#### EXERCISE
Could you write out the records below exactly as they appear, leaving out any pictures?
* START SUPPLIED MATERIAL *
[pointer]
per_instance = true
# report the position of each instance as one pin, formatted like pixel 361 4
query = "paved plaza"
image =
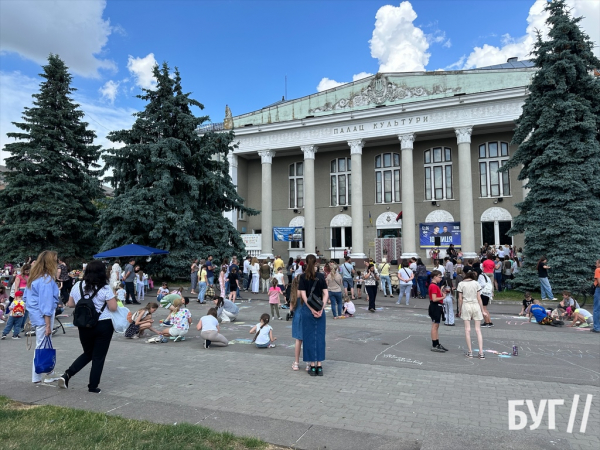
pixel 382 386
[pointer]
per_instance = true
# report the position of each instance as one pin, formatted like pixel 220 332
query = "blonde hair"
pixel 45 264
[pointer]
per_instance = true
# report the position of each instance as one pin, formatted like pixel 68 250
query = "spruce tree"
pixel 171 184
pixel 559 150
pixel 52 176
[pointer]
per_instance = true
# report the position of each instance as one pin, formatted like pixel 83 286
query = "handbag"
pixel 312 300
pixel 45 357
pixel 119 319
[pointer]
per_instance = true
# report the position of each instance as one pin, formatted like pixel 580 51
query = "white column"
pixel 310 240
pixel 357 202
pixel 233 214
pixel 465 192
pixel 266 213
pixel 409 223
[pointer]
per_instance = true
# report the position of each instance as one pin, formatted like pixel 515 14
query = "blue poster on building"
pixel 448 232
pixel 287 234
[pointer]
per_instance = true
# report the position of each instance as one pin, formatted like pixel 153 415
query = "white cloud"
pixel 110 90
pixel 326 83
pixel 74 30
pixel 521 47
pixel 16 95
pixel 141 69
pixel 397 43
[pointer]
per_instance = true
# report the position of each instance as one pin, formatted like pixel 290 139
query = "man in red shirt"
pixel 488 265
pixel 436 310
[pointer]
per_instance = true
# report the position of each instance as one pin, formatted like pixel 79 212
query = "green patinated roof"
pixel 388 89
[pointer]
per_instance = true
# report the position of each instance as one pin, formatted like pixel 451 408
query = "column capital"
pixel 266 156
pixel 356 146
pixel 463 134
pixel 407 140
pixel 309 151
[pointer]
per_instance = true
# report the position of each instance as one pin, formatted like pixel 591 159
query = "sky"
pixel 239 53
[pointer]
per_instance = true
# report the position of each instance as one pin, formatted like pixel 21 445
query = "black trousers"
pixel 95 342
pixel 372 291
pixel 130 291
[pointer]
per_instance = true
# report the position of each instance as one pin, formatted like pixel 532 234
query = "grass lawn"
pixel 53 427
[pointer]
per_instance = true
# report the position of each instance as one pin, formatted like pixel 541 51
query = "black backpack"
pixel 85 314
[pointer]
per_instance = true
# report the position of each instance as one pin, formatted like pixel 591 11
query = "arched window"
pixel 438 173
pixel 341 182
pixel 492 156
pixel 296 176
pixel 387 178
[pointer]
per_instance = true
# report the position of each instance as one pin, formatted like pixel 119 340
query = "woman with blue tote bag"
pixel 41 299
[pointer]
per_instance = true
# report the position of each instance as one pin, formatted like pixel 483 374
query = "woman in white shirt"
pixel 96 340
pixel 209 330
pixel 254 268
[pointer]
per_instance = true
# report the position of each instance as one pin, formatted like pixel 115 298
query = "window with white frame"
pixel 438 173
pixel 296 185
pixel 341 182
pixel 387 178
pixel 492 183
* END SUPPLIED MATERIAL *
#### ANSWER TO THE TASK
[pointer]
per_instance = true
# report the position of each instance as one pin, formatted like pixel 361 4
query = "paved plaza"
image =
pixel 382 386
[pointer]
per_instance = true
# report the position of each instance as one pin, formatted like pixel 220 332
query = "blonde hair"
pixel 45 264
[pointer]
per_instance = true
# report the position of each instance as one pin, formatted like pixel 68 250
query = "spruce tree"
pixel 171 184
pixel 559 150
pixel 52 176
[pointer]
per_instance = true
# report the position of each instance as one pin, formatted like pixel 83 286
query = "handbag"
pixel 312 300
pixel 45 357
pixel 119 319
[pointer]
per_instance = true
# report the position of each instance as one pin, formatted like pixel 580 51
query = "white column"
pixel 310 240
pixel 357 202
pixel 233 214
pixel 465 192
pixel 266 213
pixel 409 223
[pointer]
per_instance = true
# report the position of each instance as one pin, formatted like pixel 515 14
query = "blue poster on building"
pixel 448 232
pixel 287 234
[pointer]
per_instance = true
# report the position of each instance as one pin, formatted like pixel 153 415
query = "white cloud"
pixel 110 90
pixel 326 83
pixel 74 30
pixel 521 47
pixel 16 95
pixel 141 69
pixel 397 43
[pointer]
per_instance = true
# report the position of each instance as one pin, formatted like pixel 290 139
query = "man in red shirt"
pixel 488 265
pixel 436 310
[pointer]
per_instance = true
# report the position of each instance as one pin, formatted like pixel 79 212
query = "green patinated roof"
pixel 388 89
[pointer]
per_instance = true
# report the position of each instance as one pin, formatted like pixel 451 408
query = "column capital"
pixel 266 156
pixel 356 146
pixel 463 134
pixel 407 140
pixel 309 151
[pointer]
per_instance = true
# report the position of each instance as one pin, formatted like pixel 591 159
query = "sky"
pixel 239 53
[pointer]
per_instance = true
# report the position of each instance as one pin, formatted like pixel 21 445
query = "black trousers"
pixel 95 342
pixel 372 291
pixel 130 291
[pointer]
per_instance = true
# report the position of each instance as one pin, formatted like pixel 532 234
query = "grass lawn"
pixel 53 427
[pointer]
per_instance = true
# report the position of each instance as one pin, formatted like pixel 541 51
query = "black backpack"
pixel 85 314
[pointer]
per_instance = true
# report the position of each instance as one pin, formatted like pixel 591 11
query = "arched window"
pixel 438 173
pixel 341 182
pixel 492 156
pixel 296 176
pixel 387 178
[pointer]
per_instance = true
# report the position of each instance as one pin, formatted like pixel 119 340
query = "woman with blue tote bag"
pixel 41 299
[pointer]
per_instance = true
# report the position of each instance as one pin, formatted like pixel 483 374
query = "woman in white shirt"
pixel 96 340
pixel 209 330
pixel 254 268
[pointer]
per_instance = true
# report the position of each instance as one pin, formatted like pixel 115 298
query = "window with white frame"
pixel 438 173
pixel 296 185
pixel 341 182
pixel 387 178
pixel 492 183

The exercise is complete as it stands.